• _SET PROBLEM_: Copy exactly the lines from the "Q: For each instance of the woman's" line to the end, both included, and nothing else.

• _SUPPLIED DATA_:
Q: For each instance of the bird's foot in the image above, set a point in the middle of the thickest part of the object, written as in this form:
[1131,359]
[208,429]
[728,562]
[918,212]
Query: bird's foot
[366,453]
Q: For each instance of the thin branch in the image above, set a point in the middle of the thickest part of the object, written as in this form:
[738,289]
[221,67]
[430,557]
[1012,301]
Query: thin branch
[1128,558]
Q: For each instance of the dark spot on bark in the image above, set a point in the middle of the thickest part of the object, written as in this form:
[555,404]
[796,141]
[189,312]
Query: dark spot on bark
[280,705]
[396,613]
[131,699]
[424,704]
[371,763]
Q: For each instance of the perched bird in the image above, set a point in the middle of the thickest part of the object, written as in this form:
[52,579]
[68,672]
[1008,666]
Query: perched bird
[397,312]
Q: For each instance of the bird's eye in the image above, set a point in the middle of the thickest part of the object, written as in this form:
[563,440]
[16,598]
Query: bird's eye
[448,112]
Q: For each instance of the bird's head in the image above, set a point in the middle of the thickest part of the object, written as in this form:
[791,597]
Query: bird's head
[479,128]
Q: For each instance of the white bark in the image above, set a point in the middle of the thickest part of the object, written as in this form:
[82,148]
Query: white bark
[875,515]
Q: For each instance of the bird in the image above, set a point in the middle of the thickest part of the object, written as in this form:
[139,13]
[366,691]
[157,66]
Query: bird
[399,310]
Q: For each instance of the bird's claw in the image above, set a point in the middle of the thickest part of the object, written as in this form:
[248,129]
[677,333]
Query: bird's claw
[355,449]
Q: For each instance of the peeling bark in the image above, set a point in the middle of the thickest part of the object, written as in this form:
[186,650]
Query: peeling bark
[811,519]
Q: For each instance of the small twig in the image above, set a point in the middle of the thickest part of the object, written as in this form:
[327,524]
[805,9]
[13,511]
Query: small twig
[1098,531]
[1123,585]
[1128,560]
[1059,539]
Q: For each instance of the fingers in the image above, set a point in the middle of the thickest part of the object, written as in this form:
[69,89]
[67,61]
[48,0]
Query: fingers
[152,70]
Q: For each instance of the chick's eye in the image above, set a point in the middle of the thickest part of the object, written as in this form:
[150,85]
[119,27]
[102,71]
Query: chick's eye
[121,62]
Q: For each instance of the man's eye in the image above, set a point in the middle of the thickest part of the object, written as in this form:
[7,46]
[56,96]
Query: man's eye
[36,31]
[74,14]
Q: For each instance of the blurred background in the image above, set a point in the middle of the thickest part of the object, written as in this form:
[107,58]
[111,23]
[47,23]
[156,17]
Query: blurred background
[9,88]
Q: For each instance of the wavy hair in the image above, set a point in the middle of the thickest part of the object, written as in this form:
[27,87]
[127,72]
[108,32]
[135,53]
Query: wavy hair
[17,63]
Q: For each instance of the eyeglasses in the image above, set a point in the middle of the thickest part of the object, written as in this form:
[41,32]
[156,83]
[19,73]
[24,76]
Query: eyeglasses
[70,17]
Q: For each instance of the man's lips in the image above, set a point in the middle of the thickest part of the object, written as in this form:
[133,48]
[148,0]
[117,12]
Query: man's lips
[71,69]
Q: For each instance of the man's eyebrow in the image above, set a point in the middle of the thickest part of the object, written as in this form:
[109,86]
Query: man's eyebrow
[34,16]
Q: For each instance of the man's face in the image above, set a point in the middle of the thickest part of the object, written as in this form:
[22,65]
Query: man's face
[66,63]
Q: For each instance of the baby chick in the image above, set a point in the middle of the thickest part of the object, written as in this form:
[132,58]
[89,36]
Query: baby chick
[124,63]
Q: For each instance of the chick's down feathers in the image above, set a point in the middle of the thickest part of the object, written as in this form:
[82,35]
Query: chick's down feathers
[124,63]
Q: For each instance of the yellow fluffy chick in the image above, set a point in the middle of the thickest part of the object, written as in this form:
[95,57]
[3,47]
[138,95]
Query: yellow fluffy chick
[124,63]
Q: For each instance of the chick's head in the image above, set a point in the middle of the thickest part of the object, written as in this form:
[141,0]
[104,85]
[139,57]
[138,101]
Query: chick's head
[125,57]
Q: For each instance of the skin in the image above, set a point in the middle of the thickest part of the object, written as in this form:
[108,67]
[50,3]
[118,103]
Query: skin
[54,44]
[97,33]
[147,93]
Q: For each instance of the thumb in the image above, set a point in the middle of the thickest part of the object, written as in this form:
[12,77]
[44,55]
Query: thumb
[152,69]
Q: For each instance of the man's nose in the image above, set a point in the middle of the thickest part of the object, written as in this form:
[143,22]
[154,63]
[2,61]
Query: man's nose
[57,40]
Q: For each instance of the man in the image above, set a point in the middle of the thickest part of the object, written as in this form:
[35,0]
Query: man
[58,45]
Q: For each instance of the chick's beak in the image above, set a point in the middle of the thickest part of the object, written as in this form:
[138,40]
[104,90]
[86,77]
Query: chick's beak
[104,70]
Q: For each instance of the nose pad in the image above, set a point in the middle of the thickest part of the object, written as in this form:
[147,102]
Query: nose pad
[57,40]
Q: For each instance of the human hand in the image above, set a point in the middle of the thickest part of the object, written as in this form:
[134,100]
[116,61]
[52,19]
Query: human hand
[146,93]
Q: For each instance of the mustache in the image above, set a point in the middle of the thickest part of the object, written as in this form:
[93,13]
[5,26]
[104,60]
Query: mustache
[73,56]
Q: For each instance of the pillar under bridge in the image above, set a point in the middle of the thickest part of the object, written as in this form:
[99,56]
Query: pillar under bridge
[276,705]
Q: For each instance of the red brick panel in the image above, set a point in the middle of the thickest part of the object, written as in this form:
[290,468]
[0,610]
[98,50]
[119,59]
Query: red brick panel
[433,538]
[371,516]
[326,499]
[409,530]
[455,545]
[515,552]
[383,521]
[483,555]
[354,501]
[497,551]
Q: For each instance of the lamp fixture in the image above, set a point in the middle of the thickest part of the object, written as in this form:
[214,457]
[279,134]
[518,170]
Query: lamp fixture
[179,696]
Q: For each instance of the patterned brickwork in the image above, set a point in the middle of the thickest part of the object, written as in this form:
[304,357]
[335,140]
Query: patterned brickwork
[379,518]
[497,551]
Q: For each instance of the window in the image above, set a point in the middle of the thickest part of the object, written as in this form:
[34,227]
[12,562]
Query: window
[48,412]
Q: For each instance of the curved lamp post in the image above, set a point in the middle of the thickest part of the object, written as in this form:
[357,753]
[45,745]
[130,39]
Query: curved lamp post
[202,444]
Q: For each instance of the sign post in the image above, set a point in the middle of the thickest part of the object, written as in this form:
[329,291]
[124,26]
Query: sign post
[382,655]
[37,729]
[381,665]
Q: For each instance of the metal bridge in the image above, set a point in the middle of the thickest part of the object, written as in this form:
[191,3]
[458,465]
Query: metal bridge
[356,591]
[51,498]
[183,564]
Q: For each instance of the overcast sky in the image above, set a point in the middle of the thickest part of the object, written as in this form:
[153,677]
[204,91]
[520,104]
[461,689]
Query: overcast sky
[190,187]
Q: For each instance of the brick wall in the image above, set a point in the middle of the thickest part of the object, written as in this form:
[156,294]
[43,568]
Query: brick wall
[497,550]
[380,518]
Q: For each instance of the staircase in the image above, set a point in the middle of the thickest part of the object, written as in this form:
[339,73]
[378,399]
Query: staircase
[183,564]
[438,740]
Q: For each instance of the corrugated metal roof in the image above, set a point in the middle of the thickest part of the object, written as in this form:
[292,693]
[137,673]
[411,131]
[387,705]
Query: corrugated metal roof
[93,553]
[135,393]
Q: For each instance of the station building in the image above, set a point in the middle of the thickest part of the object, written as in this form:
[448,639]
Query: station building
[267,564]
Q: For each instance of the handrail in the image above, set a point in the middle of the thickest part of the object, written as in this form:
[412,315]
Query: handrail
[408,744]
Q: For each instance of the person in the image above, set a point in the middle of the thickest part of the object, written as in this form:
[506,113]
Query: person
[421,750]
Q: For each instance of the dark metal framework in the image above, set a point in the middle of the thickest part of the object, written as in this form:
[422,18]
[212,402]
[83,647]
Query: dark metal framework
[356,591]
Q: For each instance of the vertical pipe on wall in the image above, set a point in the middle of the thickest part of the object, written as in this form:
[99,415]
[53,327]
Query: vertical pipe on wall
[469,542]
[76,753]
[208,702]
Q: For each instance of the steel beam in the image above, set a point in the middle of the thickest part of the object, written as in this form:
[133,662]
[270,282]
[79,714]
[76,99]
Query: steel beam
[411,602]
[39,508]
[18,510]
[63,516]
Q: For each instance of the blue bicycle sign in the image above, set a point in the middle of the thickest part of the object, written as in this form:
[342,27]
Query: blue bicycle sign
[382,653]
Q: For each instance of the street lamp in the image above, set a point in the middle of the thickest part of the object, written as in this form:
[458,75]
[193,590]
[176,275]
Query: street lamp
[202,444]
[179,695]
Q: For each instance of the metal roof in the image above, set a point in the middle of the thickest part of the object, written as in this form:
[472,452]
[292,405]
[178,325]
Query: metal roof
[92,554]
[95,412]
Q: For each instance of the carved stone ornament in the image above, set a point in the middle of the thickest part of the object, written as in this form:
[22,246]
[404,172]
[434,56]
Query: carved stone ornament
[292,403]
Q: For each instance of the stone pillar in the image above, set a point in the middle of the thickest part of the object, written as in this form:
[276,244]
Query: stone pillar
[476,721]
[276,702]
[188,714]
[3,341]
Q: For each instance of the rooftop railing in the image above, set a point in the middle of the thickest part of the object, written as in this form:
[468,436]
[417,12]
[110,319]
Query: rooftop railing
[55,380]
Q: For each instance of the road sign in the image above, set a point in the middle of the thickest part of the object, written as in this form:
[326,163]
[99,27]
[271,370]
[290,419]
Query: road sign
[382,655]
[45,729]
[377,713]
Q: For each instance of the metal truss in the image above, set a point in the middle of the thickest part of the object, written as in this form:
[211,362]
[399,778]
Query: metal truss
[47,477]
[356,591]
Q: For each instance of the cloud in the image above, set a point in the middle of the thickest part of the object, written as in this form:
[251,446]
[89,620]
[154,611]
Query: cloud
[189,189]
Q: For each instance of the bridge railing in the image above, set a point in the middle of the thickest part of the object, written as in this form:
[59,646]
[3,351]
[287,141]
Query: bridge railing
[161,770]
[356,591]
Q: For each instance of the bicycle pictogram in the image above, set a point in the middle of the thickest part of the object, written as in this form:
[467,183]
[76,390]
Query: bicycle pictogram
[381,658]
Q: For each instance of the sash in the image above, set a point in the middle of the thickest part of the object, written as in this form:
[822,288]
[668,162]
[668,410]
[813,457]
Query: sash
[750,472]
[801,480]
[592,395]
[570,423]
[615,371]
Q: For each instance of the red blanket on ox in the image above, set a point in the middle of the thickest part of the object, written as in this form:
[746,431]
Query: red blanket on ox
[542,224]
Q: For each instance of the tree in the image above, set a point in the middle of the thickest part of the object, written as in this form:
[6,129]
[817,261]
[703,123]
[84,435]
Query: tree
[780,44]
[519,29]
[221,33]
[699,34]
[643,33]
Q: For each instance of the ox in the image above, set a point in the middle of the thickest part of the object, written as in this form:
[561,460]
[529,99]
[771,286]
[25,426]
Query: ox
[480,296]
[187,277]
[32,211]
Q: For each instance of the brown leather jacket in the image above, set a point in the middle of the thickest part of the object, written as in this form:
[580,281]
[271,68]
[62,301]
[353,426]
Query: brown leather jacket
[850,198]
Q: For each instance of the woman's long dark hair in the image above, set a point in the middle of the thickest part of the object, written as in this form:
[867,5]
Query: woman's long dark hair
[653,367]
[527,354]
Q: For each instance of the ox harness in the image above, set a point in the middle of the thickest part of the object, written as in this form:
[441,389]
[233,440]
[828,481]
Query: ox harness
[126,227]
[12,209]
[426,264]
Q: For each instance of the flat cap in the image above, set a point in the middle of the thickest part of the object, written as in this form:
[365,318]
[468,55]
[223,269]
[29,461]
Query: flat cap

• _CORRECT RESULT_:
Q: For each instance of the woman's long dark hair in the image above, set a point in the middle of the thickest part of the object, written as in this form:
[867,5]
Query: woman's long dark hair
[653,367]
[527,354]
Q: For each instance of the ox harness in the image above, set a point in the middle of the thickest part of the object, written as in this form:
[441,389]
[233,440]
[828,481]
Query: ox harness
[126,227]
[12,209]
[426,264]
Q: For each instance of the flat cap in the image above, set a point in the middle of the thickest part of the object, written as in this form:
[365,318]
[468,55]
[223,269]
[29,461]
Query: flat cap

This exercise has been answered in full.